Interview

Adriano Flor - Miracle Grill
and Share Our Strength

Adriano: I’m from West Africa; I immigrated to Amsterdam and started working on a ship. My first job in the kitchen — I was 16 years old and I washed the pots. It was like a cargo ship, so I got a job in the kitchen and then I got to help make all the bread and pastries, as a sous chef [“under” or second chef]. But I started washing the pots. It was a hard job. You had to stay to the kitchen closes, 3 or 4…. It was a learning process because I wanted to be a chef, so I pushed myself to train.… because it was exciting. I like to make new stuff and also I didn’t have to do the cleaning. And as I go, I fell more in love with the job. [On the ship] you meet a lot of people… but in the afternoon I liked to explore… [Now] even breakfast I have out. I don’t cook at home. I wake up I have lunch [out], always exploring.

Do you pick up new recipes by trying new food?
You know, I always love to create my ideas. Sometimes I when I got to the gym, because that’s what I do I work out a lot. I’ll be on the treadmill and I think, wow. I will get my brain started, and this may be something I never made before. Sometimes I put it in my mind and I just do the stuff and I know it’s going to be good, it’s really something I’ve been waiting for.

Living in the East Village, it’s interesting because you walk in the street and you just meet people… sometimes they come here often, 3 or 4 times a week. They bring friends, people that I know, my regular customers. I treat everybody the same, if you work here you are special. So you come to eat at the Miracle Grill I say, okay, she’s a VIP. Everybody is VIP for me. I always make time, even when I’m busy; I make time to stop at the table.

I have a recipe book and I teach everyone to do the stuff. When I’m not here, the sous chef is in charge. He works with me. I’m on the line, I don’t just expedite. I oversee the grill steak on the grill. I finish the dish, there are a lot of stuff that I do… but nobody calls me “chef.” I’m just the same as them. If I have to do dishwasher, I know what to do. I never ask somebody to do something I don’t do myself. I’m here at [noon] and I close the kitchen on weekdays we close at 11:30[pm], Sundays at 11[pm], weekends we close at 12 [midnight].

Awhile ago I started volunteering with Share Our Strength. Kids are what I really like the most… I [also] teach people with AIDS, teaching nutrition… what you can buy for $10, what you have to look for when you go shopping, don’t buy too much because they are on sale, because you aren’t going to eat it, especially if you live alone, low fat content, a lot of protein. Senior citizens know how to cook, but they don’t eat too much vegetables. So I show them like a shake, with fresh fruits, because it is easy, and there are certain techniques you know like I teach them certain techniques, how you can peel a mango… There is a technique, especially me, you know, if I’m going to make a salsa, and I’m going to make 40 orders of fish, so I have a technique to do that.

Stored data entries
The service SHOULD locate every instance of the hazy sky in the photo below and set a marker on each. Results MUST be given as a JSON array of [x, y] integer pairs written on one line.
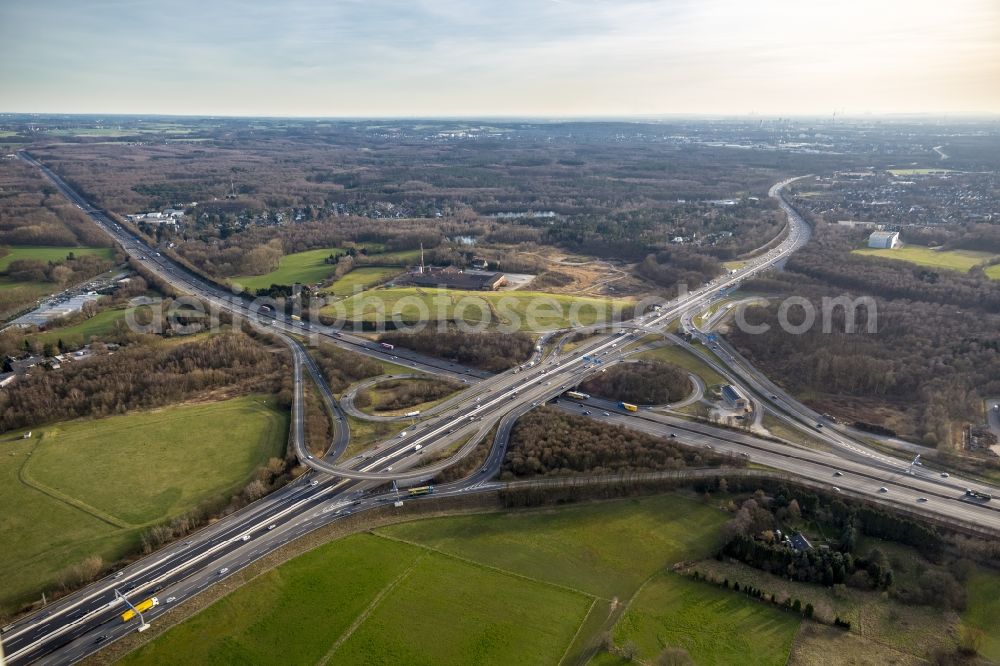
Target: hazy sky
[[502, 57]]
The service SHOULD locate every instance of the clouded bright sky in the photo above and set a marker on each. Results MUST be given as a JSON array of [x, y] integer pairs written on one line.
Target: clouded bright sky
[[500, 57]]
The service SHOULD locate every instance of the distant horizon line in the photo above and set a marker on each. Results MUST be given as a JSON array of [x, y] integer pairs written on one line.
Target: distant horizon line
[[894, 115]]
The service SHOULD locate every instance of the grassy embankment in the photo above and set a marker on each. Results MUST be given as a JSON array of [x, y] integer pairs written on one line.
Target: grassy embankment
[[90, 487], [523, 310]]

■ **TASK INSTRUCTIONS**
Please decide whether each statement agrees with the Adriano Flor interview. Answer yes or no, and quote the deciding words of the interview: (a) Adriano's first kitchen job was washing pots at age 16. (b) Adriano usually cooks his own breakfast at home. (c) On Sundays the kitchen closes at 11 pm.

■ **SOLUTION FOR THIS EXERCISE**
(a) Yes: "My first job in the kitchen — I was 16 years old and I washed the pots."
(b) No: "[Now] even breakfast I have out. I don’t cook at home."
(c) Yes: "Sundays at 11[pm]"